=== Text shown ===
The biggest structural change in the Australian legal market over the past 30 years has been the growth of in-house legal teams.
But while the vast majority of current in-house solicitors received their initial training in private law firms and then moved across to the client side, I predict that the next decade will see a reversal of this trend, particularly at more senior levels.
In comparing the employee value proposition of in-house versus private practice, there are five areas where law firms are fighting back.
Flexibility
In a post-COVID-19 world, very few law firms will return to a work schedule of 9 to 5, five days a week, in the office. They will be far more accommodating of lawyers seeking to work from home for part of the week, or those wanting to work across different time slots in the day or to limit the number of workdays.
Any perceived advantage that in-house roles were more flexible has been eliminated by law firms learning to operate effectively in an anywhere anytime model.
Workload
For many years, the lure of in-house has been roles with more work-life balance, less stress, and no timesheets.
While no timesheets are still a point of difference, most in-house lawyers are now reportedly working extremely long hours and are stretched thin. The pressure for them to do more with less is incessant, and the demands on their time are likely to grow rather than diminish.
On the other side of the fence, many law firms are rejigging the workload of graduates and early career lawyers to be far more sustainable. They have also stepped up their programs focused on employee mental health and wellbeing.
Technology
Association of Corporate Counsel research suggests General Counsel are constrained in adopting technology by restrictions on capital expenditure and a lack of time to implement new systems.
Many law firms, in contrast, are ramping up their technology investment and experimentation. The recent Thomson Reuters State of the Legal Market found that law firms spent over $22,000 per lawyer on legal technology in FY21. The same paper revealed that 30 out of the 50 largest law firms in Australia now have an innovation function.
Over time, the technology gap between in-house and private will grow. A career move in-house may become to be seen as a step back in time – a move to a job using old and blunt tools of the trade.
=== Extracted entries ===
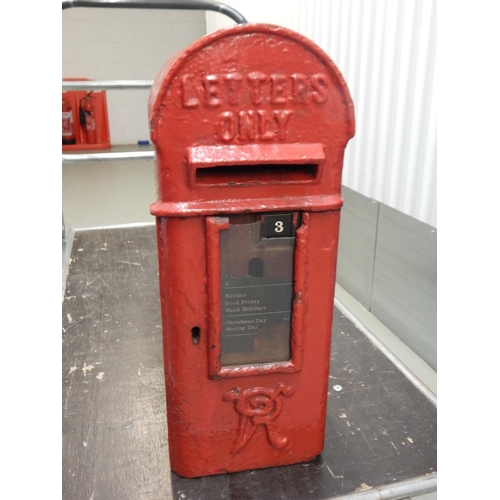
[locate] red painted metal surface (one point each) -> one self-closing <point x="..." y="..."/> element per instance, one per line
<point x="248" y="121"/>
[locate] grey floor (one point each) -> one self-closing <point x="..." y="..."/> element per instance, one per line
<point x="96" y="194"/>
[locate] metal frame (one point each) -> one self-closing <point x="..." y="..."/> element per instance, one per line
<point x="134" y="84"/>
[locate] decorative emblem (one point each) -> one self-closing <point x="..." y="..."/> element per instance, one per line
<point x="258" y="406"/>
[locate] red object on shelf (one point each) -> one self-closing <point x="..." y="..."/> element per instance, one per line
<point x="95" y="133"/>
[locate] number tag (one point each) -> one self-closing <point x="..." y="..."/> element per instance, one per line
<point x="277" y="225"/>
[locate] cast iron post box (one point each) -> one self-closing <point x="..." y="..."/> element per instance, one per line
<point x="249" y="125"/>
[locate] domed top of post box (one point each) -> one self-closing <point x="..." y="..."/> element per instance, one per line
<point x="252" y="117"/>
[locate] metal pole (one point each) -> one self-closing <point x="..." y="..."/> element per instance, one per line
<point x="160" y="4"/>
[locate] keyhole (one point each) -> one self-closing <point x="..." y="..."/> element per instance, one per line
<point x="195" y="334"/>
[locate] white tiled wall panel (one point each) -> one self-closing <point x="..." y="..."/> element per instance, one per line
<point x="125" y="44"/>
<point x="386" y="51"/>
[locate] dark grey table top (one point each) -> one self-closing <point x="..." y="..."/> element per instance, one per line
<point x="381" y="430"/>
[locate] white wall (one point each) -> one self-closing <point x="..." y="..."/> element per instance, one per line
<point x="125" y="44"/>
<point x="386" y="51"/>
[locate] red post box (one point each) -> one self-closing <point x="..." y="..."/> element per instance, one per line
<point x="249" y="124"/>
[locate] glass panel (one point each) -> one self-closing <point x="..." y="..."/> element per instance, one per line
<point x="256" y="290"/>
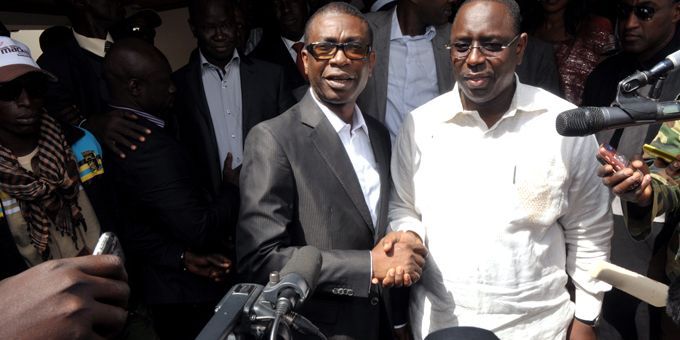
===
*Task instructions*:
A – Reproduce the passage on the Australian legal market word for word, from "While no timesheets" up to and including "implement new systems.".
B – Take the passage on the Australian legal market further, picking up right after its last sentence.
You will not need the records for any of this.

*Responses per task*:
A –
While no timesheets are still a point of difference, most in-house lawyers are now reportedly working extremely long hours and are stretched thin. The pressure for them to do more with less is incessant, and the demands on their time are likely to grow rather than diminish.
On the other side of the fence, many law firms are rejigging the workload of graduates and early career lawyers to be far more sustainable. They have also stepped up their programs focused on employee mental health and wellbeing.
Technology
Association of Corporate Counsel research suggests General Counsel are constrained in adopting technology by restrictions on capital expenditure and a lack of time to implement new systems.

B –
Income
Data from legal recruiters Mahlab suggests in-house teams pay more for 3 to 7-year PQE lawyers, but after that, the differential starts to swing the other way. Equity partners in premium law firms are now earning incomes that far exceed their peers in in-house roles, save for a few GCs of major listed companies that enjoy exceptional incentive arrangements.
Private practice salaries and benefits are estimated to increase by 8 to 10% in the coming years. It will be very hard for in-house to price match given budget constraints and the need for consistency across organisation-wide pay scales. To the chagrin of many CFOs, in-house lawyers are already the most expensive people on their payroll outside the C-suite.
Culture
“It’s a boys’ club”, has been a common refrain of female lawyers leaving private practice. With an industry average of just under one-third of female law firm partners, their complaint may have had just cause, till now.
Most of the top 30 law firms across Australia have fully committed to a 40:40:20 or an equivalent diversity goal at partner level. Significant efforts are being made to address unconscious bias and to eliminate sexist language and behaviour. More senior leadership roles are filled by women. Comprehensive diversity and inclusion programs are now the norm.
The progress is slow, but the prevailing culture across many law firms is shifting on gender issues.
If trends in the five areas described above persist, the employee value proposition of in-house will become less compelling. With increasing demand, in-house teams will have to build their own capacity by hiring more graduates and invest in early-career legal and commercial training.
This is good news for law firms; after years of training young talent only to lose them to in-house roles, the shoe will comfortably fit on the other foot.